WORK ITEM
Among the entries below, how many lines contain "white"? Answer with the number only.

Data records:
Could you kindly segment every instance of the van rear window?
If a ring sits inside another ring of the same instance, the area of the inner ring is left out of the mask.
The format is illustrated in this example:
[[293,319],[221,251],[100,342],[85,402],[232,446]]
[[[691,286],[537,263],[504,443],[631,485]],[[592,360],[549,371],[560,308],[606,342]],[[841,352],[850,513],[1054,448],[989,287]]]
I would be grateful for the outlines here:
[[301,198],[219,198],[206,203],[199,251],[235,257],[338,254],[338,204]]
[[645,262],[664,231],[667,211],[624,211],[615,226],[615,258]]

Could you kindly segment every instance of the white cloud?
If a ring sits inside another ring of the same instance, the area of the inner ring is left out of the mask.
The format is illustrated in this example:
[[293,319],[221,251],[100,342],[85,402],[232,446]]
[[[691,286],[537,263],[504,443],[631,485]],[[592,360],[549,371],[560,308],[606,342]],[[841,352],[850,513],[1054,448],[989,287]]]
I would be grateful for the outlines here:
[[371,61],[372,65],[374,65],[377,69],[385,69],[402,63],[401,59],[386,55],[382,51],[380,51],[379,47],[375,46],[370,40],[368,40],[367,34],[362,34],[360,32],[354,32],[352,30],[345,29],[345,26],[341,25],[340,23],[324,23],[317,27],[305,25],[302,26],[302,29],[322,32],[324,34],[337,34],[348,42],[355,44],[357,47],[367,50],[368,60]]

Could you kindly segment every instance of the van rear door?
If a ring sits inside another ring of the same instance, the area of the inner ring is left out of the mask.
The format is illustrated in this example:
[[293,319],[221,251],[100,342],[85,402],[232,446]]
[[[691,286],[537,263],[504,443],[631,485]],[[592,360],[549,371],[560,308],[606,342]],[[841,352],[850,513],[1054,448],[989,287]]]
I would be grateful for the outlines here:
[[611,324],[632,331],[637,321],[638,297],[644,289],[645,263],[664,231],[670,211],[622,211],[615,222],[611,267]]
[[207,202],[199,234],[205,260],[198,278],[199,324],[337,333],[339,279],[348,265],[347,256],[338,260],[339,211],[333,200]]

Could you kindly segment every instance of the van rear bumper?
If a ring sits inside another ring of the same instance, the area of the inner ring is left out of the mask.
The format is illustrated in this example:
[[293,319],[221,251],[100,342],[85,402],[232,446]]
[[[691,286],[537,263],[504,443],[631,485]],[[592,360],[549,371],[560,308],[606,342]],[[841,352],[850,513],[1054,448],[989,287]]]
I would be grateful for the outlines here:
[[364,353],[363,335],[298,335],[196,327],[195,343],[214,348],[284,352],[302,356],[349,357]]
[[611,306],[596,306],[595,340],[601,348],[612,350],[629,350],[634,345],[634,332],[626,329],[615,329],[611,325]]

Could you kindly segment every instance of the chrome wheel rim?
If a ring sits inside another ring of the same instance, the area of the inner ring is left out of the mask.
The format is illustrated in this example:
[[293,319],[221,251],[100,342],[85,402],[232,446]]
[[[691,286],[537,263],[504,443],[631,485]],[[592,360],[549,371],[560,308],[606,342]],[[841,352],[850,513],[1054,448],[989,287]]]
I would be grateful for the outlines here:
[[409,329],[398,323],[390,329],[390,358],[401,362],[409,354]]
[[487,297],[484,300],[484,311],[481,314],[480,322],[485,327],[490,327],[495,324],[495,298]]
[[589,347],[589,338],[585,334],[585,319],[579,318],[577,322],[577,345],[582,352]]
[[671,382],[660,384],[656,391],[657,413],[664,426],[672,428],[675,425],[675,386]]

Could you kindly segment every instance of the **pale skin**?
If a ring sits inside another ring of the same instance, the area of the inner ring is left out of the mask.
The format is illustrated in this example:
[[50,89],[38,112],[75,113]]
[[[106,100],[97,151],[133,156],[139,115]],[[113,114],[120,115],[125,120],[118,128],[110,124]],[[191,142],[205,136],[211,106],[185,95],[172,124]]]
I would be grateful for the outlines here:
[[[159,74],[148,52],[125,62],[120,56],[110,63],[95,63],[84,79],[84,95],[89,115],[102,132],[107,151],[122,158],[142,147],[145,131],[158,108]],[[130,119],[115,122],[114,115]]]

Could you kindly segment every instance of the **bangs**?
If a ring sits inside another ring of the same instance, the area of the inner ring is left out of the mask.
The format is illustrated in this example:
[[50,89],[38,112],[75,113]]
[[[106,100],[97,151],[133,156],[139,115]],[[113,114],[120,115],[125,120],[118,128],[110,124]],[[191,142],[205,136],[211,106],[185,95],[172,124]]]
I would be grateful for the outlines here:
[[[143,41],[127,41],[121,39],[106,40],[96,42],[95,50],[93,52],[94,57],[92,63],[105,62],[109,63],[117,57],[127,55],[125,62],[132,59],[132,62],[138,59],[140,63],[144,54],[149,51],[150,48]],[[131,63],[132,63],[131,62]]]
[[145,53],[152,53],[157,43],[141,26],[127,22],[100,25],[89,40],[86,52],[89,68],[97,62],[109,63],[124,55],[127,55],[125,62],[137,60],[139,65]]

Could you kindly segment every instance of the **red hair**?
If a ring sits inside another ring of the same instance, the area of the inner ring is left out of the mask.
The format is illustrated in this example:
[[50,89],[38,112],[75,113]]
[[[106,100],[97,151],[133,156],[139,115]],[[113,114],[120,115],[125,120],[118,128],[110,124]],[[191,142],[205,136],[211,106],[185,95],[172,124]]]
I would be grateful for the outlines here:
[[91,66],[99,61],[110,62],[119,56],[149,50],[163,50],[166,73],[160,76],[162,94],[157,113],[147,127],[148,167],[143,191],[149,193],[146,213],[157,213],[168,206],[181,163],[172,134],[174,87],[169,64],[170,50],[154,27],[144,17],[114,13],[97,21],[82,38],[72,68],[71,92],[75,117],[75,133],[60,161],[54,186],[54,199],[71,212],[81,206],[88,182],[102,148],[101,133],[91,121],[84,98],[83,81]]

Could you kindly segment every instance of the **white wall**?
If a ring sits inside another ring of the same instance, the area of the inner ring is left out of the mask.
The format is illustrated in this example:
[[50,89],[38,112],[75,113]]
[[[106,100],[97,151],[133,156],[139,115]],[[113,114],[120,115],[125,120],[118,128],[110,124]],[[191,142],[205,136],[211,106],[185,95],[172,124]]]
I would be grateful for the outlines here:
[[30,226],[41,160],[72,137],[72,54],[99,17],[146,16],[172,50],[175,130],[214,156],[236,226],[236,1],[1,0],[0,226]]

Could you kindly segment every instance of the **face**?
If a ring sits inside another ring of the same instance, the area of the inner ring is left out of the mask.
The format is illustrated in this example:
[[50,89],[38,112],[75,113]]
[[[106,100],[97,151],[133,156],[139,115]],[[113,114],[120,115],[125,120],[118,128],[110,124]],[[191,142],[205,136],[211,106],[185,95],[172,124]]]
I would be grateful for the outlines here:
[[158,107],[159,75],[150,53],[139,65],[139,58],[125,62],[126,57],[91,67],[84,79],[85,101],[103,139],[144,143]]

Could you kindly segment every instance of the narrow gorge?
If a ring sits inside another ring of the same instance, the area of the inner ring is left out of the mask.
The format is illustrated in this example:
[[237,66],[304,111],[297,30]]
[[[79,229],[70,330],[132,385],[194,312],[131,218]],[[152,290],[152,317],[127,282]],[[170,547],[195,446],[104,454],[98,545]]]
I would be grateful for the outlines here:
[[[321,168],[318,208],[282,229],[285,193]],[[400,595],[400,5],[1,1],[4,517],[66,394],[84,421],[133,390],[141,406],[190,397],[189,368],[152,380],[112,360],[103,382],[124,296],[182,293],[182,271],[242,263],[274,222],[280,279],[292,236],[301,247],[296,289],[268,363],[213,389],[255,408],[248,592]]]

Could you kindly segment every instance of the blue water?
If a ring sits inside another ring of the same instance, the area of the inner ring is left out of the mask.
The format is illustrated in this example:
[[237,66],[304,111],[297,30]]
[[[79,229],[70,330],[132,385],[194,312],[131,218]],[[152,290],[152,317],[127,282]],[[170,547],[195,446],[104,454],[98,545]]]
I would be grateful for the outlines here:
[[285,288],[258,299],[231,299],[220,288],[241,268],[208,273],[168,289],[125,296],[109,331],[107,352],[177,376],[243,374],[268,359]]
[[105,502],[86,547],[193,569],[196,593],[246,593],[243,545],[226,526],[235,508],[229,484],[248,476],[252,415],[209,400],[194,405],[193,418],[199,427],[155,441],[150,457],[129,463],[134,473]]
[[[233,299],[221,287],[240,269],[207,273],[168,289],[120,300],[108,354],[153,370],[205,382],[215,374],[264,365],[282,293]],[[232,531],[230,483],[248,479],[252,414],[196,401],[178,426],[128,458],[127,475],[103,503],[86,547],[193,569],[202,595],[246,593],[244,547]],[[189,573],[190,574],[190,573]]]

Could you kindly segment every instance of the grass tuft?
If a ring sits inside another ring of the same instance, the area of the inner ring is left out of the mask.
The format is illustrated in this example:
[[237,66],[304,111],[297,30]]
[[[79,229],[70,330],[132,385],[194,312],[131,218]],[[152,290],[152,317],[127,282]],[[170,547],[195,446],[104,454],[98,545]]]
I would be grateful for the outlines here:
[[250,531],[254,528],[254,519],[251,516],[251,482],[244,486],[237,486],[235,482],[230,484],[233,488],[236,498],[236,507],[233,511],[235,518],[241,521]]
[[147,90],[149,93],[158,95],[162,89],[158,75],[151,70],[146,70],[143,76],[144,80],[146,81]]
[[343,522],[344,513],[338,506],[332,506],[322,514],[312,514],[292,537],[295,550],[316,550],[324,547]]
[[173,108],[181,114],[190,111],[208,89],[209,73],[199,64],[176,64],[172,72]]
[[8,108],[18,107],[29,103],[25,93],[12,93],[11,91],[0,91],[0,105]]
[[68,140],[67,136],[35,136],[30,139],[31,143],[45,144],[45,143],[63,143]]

WRITTEN SOLUTION
2